(Annotation records)
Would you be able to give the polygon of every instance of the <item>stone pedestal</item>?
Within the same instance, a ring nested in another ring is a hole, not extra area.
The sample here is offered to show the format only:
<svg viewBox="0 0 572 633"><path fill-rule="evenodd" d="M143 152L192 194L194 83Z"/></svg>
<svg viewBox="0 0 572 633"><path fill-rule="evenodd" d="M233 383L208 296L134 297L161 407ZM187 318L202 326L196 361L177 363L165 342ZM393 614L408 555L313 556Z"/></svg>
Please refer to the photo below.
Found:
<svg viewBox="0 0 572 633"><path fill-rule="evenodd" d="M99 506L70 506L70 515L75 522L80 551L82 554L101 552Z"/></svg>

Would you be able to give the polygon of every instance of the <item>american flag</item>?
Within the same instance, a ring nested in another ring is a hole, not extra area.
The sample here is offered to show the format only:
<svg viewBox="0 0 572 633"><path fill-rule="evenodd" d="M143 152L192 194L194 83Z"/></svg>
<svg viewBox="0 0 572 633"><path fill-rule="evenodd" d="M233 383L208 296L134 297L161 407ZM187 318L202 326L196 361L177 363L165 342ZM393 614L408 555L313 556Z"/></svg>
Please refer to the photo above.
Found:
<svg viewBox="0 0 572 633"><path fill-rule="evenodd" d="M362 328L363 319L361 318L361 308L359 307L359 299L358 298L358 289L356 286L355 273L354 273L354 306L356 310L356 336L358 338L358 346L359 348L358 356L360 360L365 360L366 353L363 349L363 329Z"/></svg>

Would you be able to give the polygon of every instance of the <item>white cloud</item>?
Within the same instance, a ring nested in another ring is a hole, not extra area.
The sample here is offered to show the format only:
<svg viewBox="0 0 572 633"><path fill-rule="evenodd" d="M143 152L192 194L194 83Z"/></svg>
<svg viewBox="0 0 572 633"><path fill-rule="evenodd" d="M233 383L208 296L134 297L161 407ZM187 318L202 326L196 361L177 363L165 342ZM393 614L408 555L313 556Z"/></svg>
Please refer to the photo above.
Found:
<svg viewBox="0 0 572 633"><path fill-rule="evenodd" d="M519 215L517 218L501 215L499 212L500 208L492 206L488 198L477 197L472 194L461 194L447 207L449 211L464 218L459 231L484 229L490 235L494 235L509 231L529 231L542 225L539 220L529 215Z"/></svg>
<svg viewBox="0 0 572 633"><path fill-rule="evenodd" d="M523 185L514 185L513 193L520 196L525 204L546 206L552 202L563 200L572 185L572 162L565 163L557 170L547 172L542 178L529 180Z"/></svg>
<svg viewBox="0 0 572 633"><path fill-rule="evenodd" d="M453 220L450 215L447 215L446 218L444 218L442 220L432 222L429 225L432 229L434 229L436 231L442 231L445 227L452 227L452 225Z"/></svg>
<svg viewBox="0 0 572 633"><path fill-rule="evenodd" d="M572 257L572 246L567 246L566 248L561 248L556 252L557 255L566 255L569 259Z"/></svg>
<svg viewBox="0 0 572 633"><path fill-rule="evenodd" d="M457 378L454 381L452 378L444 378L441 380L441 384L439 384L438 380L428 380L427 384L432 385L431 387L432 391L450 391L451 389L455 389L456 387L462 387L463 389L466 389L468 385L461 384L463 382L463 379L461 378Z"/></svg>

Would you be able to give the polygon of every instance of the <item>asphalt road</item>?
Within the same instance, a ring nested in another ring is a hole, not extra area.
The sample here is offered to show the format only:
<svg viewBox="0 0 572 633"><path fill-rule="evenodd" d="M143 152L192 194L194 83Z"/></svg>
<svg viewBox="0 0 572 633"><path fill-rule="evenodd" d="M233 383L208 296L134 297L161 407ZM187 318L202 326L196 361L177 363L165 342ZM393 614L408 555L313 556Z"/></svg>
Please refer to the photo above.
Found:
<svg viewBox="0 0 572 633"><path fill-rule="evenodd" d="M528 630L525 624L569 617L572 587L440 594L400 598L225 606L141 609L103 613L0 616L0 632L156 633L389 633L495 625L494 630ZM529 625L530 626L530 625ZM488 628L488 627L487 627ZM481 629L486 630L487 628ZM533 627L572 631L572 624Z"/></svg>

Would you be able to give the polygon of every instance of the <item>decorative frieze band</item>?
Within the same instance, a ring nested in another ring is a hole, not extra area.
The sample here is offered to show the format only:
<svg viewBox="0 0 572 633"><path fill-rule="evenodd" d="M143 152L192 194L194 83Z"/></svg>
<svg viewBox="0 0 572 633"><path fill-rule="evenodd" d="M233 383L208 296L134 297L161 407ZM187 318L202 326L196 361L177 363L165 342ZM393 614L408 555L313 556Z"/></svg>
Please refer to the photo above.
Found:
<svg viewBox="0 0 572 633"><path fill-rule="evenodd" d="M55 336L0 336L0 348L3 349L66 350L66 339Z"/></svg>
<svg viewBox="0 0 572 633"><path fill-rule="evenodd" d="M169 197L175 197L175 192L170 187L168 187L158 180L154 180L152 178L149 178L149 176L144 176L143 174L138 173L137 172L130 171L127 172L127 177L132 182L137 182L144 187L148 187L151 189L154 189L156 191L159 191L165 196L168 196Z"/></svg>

■ **REQUIREMENTS**: Please output the complete data exactly.

■ **FULL RESPONSE**:
Would you be able to give the polygon of every instance of the <item>stone pedestal</item>?
Within the same instance, a ring nested in another ring is a hole, not extra area.
The sample here is offered to show the format only:
<svg viewBox="0 0 572 633"><path fill-rule="evenodd" d="M143 152L192 194L194 83Z"/></svg>
<svg viewBox="0 0 572 633"><path fill-rule="evenodd" d="M233 383L208 296L134 297L161 407ZM187 318L202 326L196 361L177 363L165 342ZM393 614L408 555L313 556Z"/></svg>
Please refer to the photo below.
Found:
<svg viewBox="0 0 572 633"><path fill-rule="evenodd" d="M99 506L70 506L70 515L75 522L80 551L82 554L101 552Z"/></svg>

Would you be able to give the polygon of every instance of the <item>american flag</item>?
Within the same instance, a ring nested in another ring is a hole, not extra area.
The sample here is offered to show the format only:
<svg viewBox="0 0 572 633"><path fill-rule="evenodd" d="M143 152L192 194L194 83Z"/></svg>
<svg viewBox="0 0 572 633"><path fill-rule="evenodd" d="M233 383L208 296L134 297L161 407ZM187 318L202 326L196 361L177 363L165 342ZM393 614L408 555L313 556Z"/></svg>
Please refer to the photo above.
Found:
<svg viewBox="0 0 572 633"><path fill-rule="evenodd" d="M362 328L363 319L361 318L361 308L359 307L359 299L358 298L358 289L356 286L355 273L354 273L354 306L356 310L356 336L358 338L358 346L359 348L358 356L360 360L365 360L366 353L363 349L363 329Z"/></svg>

Would you be able to give the polygon of every instance of the <item>white cloud</item>?
Within the same instance, a ring nested in another ring is a hole, not extra area.
The sample here is offered to show the format only:
<svg viewBox="0 0 572 633"><path fill-rule="evenodd" d="M143 152L192 194L194 83Z"/></svg>
<svg viewBox="0 0 572 633"><path fill-rule="evenodd" d="M233 383L208 296L134 297L161 407ZM187 318L202 326L196 361L177 363L165 342ZM393 614L408 555L313 556Z"/></svg>
Please refer to the photo above.
Found:
<svg viewBox="0 0 572 633"><path fill-rule="evenodd" d="M519 215L517 218L501 215L499 212L500 208L492 206L488 198L477 197L472 194L461 194L447 207L449 211L464 218L459 231L484 229L490 235L494 235L509 231L529 231L542 225L539 220L529 215Z"/></svg>
<svg viewBox="0 0 572 633"><path fill-rule="evenodd" d="M523 185L514 185L513 193L520 196L525 204L546 206L552 202L563 200L572 185L572 162L565 163L557 170L547 172L542 178L529 180Z"/></svg>
<svg viewBox="0 0 572 633"><path fill-rule="evenodd" d="M453 220L450 215L447 215L446 218L444 218L442 220L432 222L429 225L432 229L434 229L436 231L442 231L445 227L452 227L452 225Z"/></svg>
<svg viewBox="0 0 572 633"><path fill-rule="evenodd" d="M572 257L572 246L567 246L566 248L561 248L556 252L557 255L566 255L569 259Z"/></svg>
<svg viewBox="0 0 572 633"><path fill-rule="evenodd" d="M457 378L454 381L452 378L444 378L441 380L441 384L439 384L438 380L428 380L427 384L432 385L431 387L432 391L450 391L451 389L455 389L456 387L462 387L463 389L466 389L468 385L461 384L463 382L463 379L461 378Z"/></svg>

Would you be able to give the polygon of every instance of the <item>asphalt road</item>?
Within the same instance, a ring nested in another ring is a hole, not extra area.
The sample here is offered to show the format only:
<svg viewBox="0 0 572 633"><path fill-rule="evenodd" d="M143 152L192 194L194 83Z"/></svg>
<svg viewBox="0 0 572 633"><path fill-rule="evenodd" d="M233 383L208 296L134 297L161 407ZM187 318L202 326L196 361L177 363L165 342ZM393 614L408 555L313 556Z"/></svg>
Please refer to the photo above.
Found:
<svg viewBox="0 0 572 633"><path fill-rule="evenodd" d="M528 630L525 624L569 617L572 587L440 594L400 598L225 606L141 609L103 613L0 616L0 632L156 633L389 633L495 625L494 630ZM529 625L530 626L530 625ZM488 628L488 627L487 627ZM481 629L486 630L487 628ZM533 627L572 631L572 624Z"/></svg>

Would you be able to give the polygon of every instance of the <item>decorative frieze band</item>?
Within the same instance, a ring nested in another ring is a hole, not extra area.
The sample here is offered to show the format only:
<svg viewBox="0 0 572 633"><path fill-rule="evenodd" d="M143 152L192 194L194 83Z"/></svg>
<svg viewBox="0 0 572 633"><path fill-rule="evenodd" d="M233 383L208 296L134 297L161 407ZM187 318L202 326L196 361L177 363L165 342ZM393 614L408 555L313 556Z"/></svg>
Please refer to the photo above.
Found:
<svg viewBox="0 0 572 633"><path fill-rule="evenodd" d="M55 336L0 336L0 348L3 349L66 350L66 339Z"/></svg>
<svg viewBox="0 0 572 633"><path fill-rule="evenodd" d="M169 197L175 197L175 192L170 187L168 187L158 180L154 180L152 178L149 178L149 176L144 176L143 174L138 173L137 172L130 171L127 172L127 177L132 182L137 182L144 187L148 187L151 189L154 189L156 191L159 191L165 196L168 196Z"/></svg>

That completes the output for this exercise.